GIVEN PASSAGE.

Exhibit (h)(1)(i)
AMENDMENT TO
ADMINISTRATION SERVICES AGREEMENT
AMENDMENT dated as of the 4th day of June, 2007, to that certain
Administration Agreement, dated July 1, 2005 (as amended and in effect on the
date hereof, the "Agreement") between HSBC Investments (USA) Inc. ("HSBC"), a
New York corporation having its principal place of business at 000 Xxxxx Xxxxxx,
00xx Xxxxx, Xxx Xxxx, Xxx Xxxx 00000 and each entity that has executed this
Agreement, as listed on the signature page hereto (each, a "Company).
Capitalized terms not defined herein shall have the meanings given to them in
the Agreement.
WHEREAS, pursuant to the Agreement HSBC provides certain administration
services to the Companies and their investment portfolios; and
WHEREAS, the parties desire to modify certain terms of the Agreement,
including the fees payable under the Agreement;
NOW, THEREFORE, in consideration of the mutual covenants and promises
hereinafter contained and for good and valuable consideration, the receipt and
sufficiency of which is hereby acknowledged, the HSBC and the Companies hereby
agree as follows:
1. AMENDMENTS.
(a) Section 6 of the Agreement shall be amended by deleting the date
"March 31, 2006" and replacing it with the date "December 31, 2008."
(b) Schedule C of the Agreement shall be modified by deleting the existing
table on calculating fees based on incremental net assets and replacing with the
following:
"On complex net assets of Basis points
------------------------- ------------
$0-$12 billion 5.25
>$12 billion 3.5"
2. REPRESENTATIONS AND WARRANTIES.

ENTRIES SUPPLIED.
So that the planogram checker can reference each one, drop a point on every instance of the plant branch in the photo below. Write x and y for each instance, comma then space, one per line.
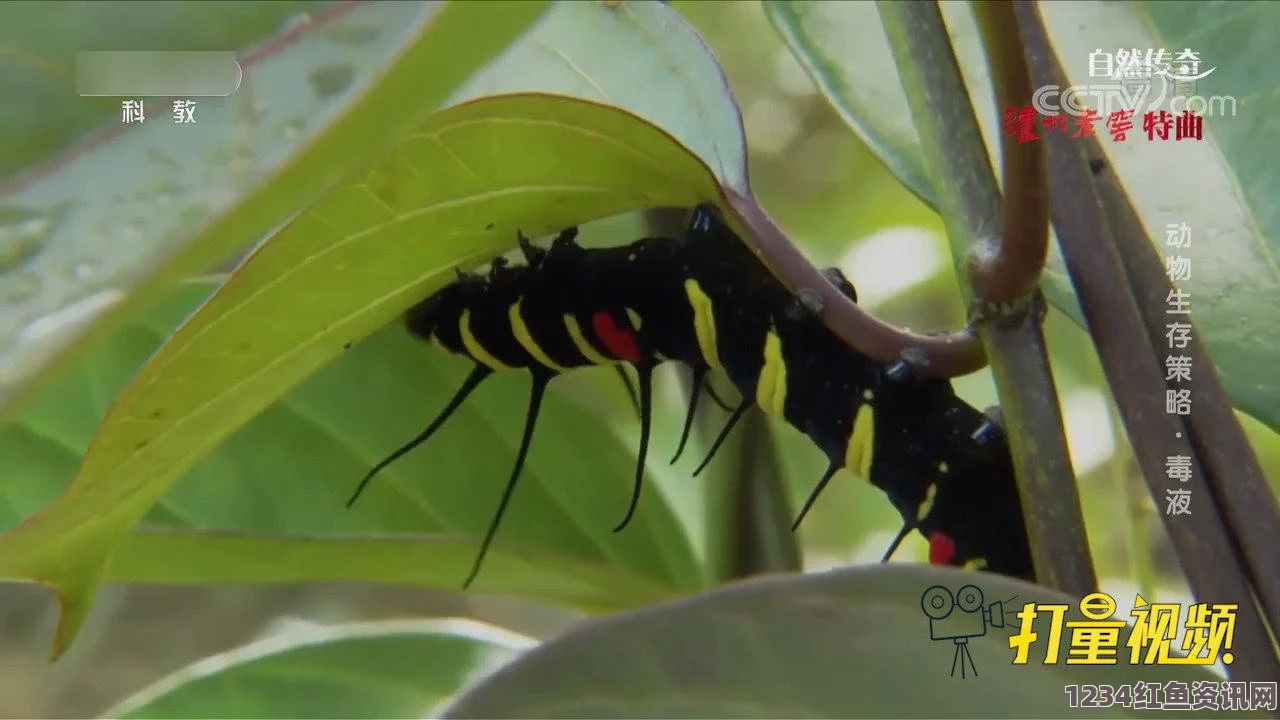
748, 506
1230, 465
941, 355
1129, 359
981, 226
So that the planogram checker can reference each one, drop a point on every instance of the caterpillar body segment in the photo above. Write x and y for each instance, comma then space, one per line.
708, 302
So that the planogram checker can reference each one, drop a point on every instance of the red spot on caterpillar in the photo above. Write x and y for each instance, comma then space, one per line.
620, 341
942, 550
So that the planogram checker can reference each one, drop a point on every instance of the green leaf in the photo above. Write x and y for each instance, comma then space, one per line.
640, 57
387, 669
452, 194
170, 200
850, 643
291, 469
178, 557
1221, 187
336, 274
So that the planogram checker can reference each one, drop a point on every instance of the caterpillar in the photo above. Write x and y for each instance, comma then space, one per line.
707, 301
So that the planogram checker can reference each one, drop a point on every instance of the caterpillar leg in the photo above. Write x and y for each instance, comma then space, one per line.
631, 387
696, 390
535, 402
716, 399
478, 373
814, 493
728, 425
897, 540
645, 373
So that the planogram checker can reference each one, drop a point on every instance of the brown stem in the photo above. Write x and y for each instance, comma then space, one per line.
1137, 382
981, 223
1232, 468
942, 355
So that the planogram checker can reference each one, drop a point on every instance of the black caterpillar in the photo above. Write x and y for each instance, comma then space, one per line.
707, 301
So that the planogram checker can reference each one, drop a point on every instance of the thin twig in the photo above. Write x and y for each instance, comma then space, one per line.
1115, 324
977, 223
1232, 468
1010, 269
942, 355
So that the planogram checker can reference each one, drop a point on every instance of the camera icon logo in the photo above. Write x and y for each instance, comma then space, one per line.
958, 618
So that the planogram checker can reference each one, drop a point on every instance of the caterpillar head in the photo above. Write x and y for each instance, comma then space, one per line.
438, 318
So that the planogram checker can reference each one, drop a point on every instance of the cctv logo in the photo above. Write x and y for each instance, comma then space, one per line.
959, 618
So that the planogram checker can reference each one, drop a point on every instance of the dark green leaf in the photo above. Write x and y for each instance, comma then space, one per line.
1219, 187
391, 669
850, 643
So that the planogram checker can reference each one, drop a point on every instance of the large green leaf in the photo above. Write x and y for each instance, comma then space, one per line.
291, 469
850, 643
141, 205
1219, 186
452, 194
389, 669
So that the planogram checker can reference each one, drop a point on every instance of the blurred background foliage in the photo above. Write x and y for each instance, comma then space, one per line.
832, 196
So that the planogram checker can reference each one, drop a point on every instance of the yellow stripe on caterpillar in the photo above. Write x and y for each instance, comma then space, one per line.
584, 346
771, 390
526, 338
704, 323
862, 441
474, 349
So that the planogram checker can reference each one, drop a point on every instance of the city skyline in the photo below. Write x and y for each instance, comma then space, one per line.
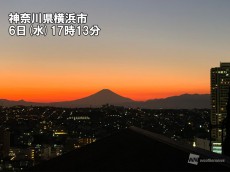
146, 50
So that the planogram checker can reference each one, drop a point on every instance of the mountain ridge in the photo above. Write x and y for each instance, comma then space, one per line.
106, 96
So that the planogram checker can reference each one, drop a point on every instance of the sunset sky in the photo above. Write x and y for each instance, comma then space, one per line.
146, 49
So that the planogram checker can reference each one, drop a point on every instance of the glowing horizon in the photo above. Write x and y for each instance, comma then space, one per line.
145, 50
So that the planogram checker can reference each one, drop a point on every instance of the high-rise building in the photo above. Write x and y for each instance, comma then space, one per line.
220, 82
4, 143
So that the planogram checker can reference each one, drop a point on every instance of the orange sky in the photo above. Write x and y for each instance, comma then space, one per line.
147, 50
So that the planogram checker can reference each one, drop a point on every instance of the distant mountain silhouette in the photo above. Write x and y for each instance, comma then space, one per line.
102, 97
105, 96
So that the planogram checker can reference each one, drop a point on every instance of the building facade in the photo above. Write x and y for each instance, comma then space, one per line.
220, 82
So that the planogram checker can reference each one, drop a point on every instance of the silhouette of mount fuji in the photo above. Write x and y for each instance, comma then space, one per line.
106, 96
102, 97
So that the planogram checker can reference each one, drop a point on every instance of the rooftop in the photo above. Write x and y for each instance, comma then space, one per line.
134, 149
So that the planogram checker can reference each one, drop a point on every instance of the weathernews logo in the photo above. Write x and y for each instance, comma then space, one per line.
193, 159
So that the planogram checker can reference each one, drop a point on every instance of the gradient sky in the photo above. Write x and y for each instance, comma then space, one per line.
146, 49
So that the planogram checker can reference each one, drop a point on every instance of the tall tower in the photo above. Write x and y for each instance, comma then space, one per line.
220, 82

EXERCISE BRIEF. Continue the amendment to the administration services agreement after its last line. The records have nothing to do with the amendment above them.

OUTPUT OF THE EXERCISE.
(a) HSBC represents (i) that it has full power and authority to enter
into and perform this Amendment (ii) that the transactions contemplated by this
Amendment, and all information relating thereto has been presented to and
reviewed by the Board of Trustees of each of the Companies (each, a "Board") and
(ii) that each Board has approved the transactions contemplated by this
Amendment.
(b) The Companies each represent (on a sole and not joint basis) that it
has full power and authority to enter into and perform this Amendment.
3. EFFECTIVE DATE.
The effective date of this Amendment shall be April 1, 2007.
4. MISCELLANEOUS.
(a) This Amendment supplements and amends the Agreement. The provisions
set forth in this Amendment supersede all prior negotiations, understandings and
agreements bearing upon the subject matter covered herein, including any
conflicting provisions of the Agreement or any provisions of the Agreement that
directly cover or indirectly bear upon matters covered under this Amendment.
(b) Each reference to the Agreement in the Agreement (as it existed prior
to this Amendment) and in every other agreement, contract or instrument to which
the parties are bound, shall hereafter be construed as a reference to the
Agreement as amended by this Amendment. Except as provided in this Amendment,
the provisions of the Agreement remain in full force and effect. No amendment or
modification to this Amendment shall be valid unless made in writing and
executed by both parties hereto.
(c) Paragraph headings in this Amendment are included for convenience only
and are not to be used to construe or interpret this Amendment.
(d) This Amendment may be executed in counterparts, each of which shall be
an original but all of which, taken together, shall constitute one and the same
agreement.
[SIGNATURE PAGE FOLLOWS]
* * * * *
IN WITNESS WHEREOF, the parties hereto have caused this Amendment to be
duly executed all as of the day and year first above written.
HSBC INVESTMENTS (USA) INC.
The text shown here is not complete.